§ What to do
Treat the line containing "Where can you see the sign" as the first line of the answer and the last line of the data as its final line, reproducing every line between exactly.

§ Task inputs
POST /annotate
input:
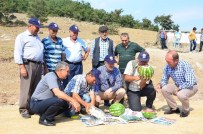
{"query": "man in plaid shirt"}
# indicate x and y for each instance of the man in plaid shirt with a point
(185, 85)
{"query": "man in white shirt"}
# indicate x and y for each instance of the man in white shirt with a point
(28, 54)
(73, 50)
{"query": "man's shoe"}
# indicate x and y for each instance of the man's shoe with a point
(184, 114)
(46, 122)
(172, 111)
(106, 103)
(25, 114)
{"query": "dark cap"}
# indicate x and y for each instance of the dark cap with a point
(74, 28)
(35, 22)
(143, 56)
(110, 59)
(53, 26)
(103, 29)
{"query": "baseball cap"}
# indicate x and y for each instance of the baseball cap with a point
(110, 59)
(103, 29)
(74, 28)
(53, 26)
(143, 56)
(35, 22)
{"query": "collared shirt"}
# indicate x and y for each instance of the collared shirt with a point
(104, 46)
(52, 51)
(127, 54)
(110, 79)
(73, 50)
(192, 35)
(201, 37)
(183, 75)
(77, 84)
(29, 47)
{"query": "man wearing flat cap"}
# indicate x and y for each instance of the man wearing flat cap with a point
(74, 47)
(28, 54)
(101, 47)
(138, 87)
(53, 48)
(110, 85)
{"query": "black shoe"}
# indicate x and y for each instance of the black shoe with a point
(184, 114)
(25, 114)
(46, 122)
(106, 103)
(172, 111)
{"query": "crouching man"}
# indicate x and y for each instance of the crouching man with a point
(110, 85)
(80, 88)
(49, 100)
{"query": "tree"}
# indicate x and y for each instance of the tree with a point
(164, 21)
(38, 9)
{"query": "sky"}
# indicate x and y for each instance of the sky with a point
(186, 13)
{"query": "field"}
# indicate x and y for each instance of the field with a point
(11, 122)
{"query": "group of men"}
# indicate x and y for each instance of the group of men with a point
(65, 89)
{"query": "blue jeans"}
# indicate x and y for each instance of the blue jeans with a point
(192, 45)
(75, 69)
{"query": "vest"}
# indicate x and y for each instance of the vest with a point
(96, 51)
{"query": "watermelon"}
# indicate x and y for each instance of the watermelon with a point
(116, 109)
(146, 72)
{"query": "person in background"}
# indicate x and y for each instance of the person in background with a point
(53, 48)
(28, 54)
(49, 100)
(201, 40)
(192, 37)
(101, 47)
(73, 50)
(163, 37)
(177, 36)
(139, 87)
(110, 86)
(184, 87)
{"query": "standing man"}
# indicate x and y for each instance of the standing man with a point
(110, 86)
(163, 37)
(101, 47)
(53, 48)
(192, 37)
(28, 54)
(139, 87)
(185, 85)
(126, 51)
(73, 51)
(49, 100)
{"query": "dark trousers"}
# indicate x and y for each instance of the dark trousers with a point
(163, 43)
(28, 85)
(134, 97)
(49, 108)
(192, 45)
(75, 69)
(200, 47)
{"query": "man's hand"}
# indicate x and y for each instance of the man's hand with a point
(158, 88)
(76, 105)
(108, 92)
(23, 71)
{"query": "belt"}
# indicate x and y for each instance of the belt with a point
(73, 62)
(26, 61)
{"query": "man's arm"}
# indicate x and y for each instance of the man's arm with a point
(58, 93)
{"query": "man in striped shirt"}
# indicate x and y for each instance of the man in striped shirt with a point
(53, 48)
(185, 85)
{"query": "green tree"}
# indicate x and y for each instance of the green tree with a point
(38, 9)
(164, 21)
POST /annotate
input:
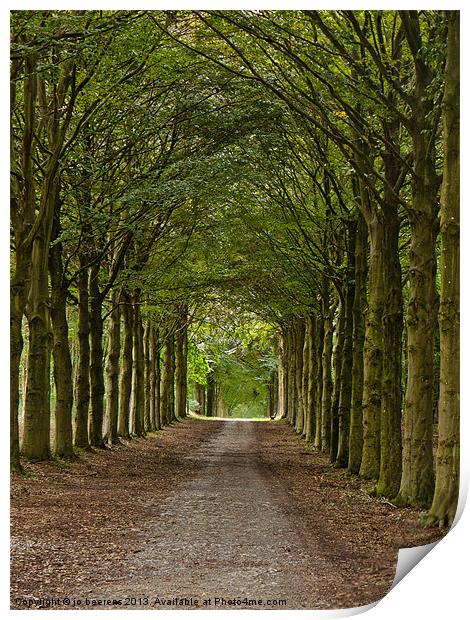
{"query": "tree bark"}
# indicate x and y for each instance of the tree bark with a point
(417, 481)
(373, 354)
(446, 491)
(112, 370)
(181, 366)
(344, 407)
(282, 377)
(359, 305)
(125, 380)
(96, 359)
(327, 383)
(311, 363)
(36, 436)
(61, 351)
(337, 363)
(299, 335)
(390, 421)
(82, 389)
(319, 382)
(147, 375)
(138, 370)
(210, 395)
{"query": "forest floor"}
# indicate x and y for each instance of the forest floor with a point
(207, 509)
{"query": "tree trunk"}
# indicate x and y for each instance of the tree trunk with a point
(390, 422)
(299, 349)
(112, 370)
(96, 358)
(446, 492)
(282, 377)
(311, 364)
(158, 381)
(359, 305)
(344, 407)
(167, 384)
(125, 380)
(306, 354)
(61, 352)
(320, 336)
(153, 351)
(22, 207)
(337, 364)
(210, 396)
(36, 436)
(171, 380)
(417, 481)
(373, 354)
(181, 361)
(82, 393)
(138, 368)
(147, 376)
(291, 374)
(327, 383)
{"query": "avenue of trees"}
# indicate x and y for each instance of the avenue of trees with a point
(202, 200)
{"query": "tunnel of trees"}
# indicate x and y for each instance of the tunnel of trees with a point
(239, 213)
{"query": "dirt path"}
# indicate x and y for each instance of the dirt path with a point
(232, 510)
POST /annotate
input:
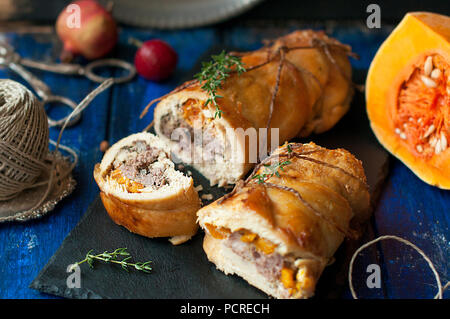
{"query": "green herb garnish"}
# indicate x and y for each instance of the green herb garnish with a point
(213, 74)
(270, 170)
(114, 257)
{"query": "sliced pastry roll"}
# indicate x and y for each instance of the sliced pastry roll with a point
(142, 191)
(299, 84)
(280, 228)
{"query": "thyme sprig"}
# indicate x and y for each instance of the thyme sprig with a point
(214, 73)
(115, 258)
(270, 170)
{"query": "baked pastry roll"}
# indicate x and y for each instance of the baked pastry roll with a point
(299, 84)
(280, 228)
(142, 191)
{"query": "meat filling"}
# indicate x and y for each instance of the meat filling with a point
(134, 163)
(203, 141)
(268, 265)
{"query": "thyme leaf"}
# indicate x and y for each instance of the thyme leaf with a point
(119, 256)
(270, 170)
(214, 73)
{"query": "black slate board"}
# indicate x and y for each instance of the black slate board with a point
(183, 271)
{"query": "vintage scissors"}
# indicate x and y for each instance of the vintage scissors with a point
(12, 60)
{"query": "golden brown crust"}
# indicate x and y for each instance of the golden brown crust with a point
(305, 207)
(151, 222)
(172, 213)
(314, 91)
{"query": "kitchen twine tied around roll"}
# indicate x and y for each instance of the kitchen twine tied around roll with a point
(24, 141)
(441, 288)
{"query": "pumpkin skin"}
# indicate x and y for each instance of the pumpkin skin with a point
(418, 36)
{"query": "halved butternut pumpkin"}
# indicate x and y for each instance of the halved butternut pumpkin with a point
(408, 95)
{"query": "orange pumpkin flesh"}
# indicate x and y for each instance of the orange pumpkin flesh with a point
(408, 95)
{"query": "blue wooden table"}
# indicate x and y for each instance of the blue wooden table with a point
(407, 207)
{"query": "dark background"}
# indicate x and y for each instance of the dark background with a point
(45, 11)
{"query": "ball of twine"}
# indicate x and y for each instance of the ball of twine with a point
(24, 138)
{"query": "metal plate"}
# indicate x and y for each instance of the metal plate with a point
(173, 14)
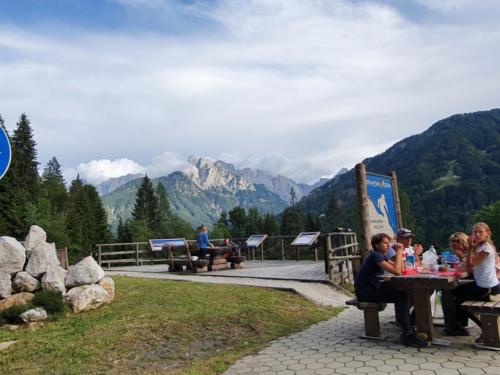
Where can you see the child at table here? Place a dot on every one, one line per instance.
(459, 244)
(480, 260)
(369, 289)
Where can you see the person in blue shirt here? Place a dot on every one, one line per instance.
(203, 242)
(369, 289)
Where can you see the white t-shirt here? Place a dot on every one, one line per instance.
(485, 273)
(410, 250)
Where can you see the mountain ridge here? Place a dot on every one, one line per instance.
(448, 171)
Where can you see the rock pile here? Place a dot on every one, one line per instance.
(34, 266)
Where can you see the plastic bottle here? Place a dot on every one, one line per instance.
(433, 266)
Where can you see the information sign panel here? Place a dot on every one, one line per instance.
(256, 240)
(305, 239)
(381, 204)
(156, 245)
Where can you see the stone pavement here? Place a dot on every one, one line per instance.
(334, 347)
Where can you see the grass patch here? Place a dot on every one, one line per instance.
(156, 326)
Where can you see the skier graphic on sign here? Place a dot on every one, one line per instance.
(381, 206)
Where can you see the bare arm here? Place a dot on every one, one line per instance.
(397, 267)
(474, 258)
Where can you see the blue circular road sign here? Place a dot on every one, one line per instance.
(5, 152)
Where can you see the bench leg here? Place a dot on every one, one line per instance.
(491, 330)
(372, 323)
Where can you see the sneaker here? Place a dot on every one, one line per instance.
(461, 331)
(413, 340)
(456, 330)
(450, 331)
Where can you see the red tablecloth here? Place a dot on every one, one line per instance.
(443, 274)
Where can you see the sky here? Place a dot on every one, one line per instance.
(296, 87)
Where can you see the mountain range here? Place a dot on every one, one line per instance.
(447, 173)
(199, 194)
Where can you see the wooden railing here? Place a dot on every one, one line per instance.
(338, 250)
(344, 257)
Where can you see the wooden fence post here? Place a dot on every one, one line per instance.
(137, 254)
(282, 249)
(362, 193)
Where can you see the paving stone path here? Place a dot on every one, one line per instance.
(334, 346)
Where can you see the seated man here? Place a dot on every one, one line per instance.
(369, 289)
(405, 237)
(203, 242)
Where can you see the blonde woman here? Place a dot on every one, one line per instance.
(480, 261)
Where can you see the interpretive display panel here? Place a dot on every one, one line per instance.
(381, 204)
(305, 239)
(156, 245)
(256, 240)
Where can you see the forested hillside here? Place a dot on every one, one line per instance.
(449, 172)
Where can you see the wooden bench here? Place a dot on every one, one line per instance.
(489, 313)
(370, 311)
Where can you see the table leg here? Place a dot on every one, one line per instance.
(422, 303)
(448, 306)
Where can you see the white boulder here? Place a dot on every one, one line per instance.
(5, 285)
(35, 237)
(86, 271)
(12, 255)
(34, 315)
(24, 282)
(87, 297)
(108, 284)
(16, 299)
(53, 280)
(42, 257)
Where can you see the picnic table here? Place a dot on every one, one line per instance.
(421, 286)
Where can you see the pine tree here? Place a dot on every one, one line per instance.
(85, 219)
(146, 209)
(124, 233)
(19, 188)
(77, 222)
(293, 197)
(24, 164)
(98, 218)
(8, 222)
(238, 218)
(53, 183)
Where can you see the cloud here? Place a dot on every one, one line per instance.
(302, 87)
(166, 163)
(96, 171)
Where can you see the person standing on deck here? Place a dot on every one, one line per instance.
(203, 242)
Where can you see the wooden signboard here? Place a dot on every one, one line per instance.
(379, 206)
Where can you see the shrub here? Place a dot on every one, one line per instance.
(52, 302)
(11, 315)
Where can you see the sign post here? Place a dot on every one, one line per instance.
(379, 206)
(5, 152)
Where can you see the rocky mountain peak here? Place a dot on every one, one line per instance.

§ Reply
Where can you see the sign post here? Place a dot on every one, one line per instance.
(379, 206)
(5, 152)
Where can you see the rocky mountain peak here? Place a dot on every one, one line per instance.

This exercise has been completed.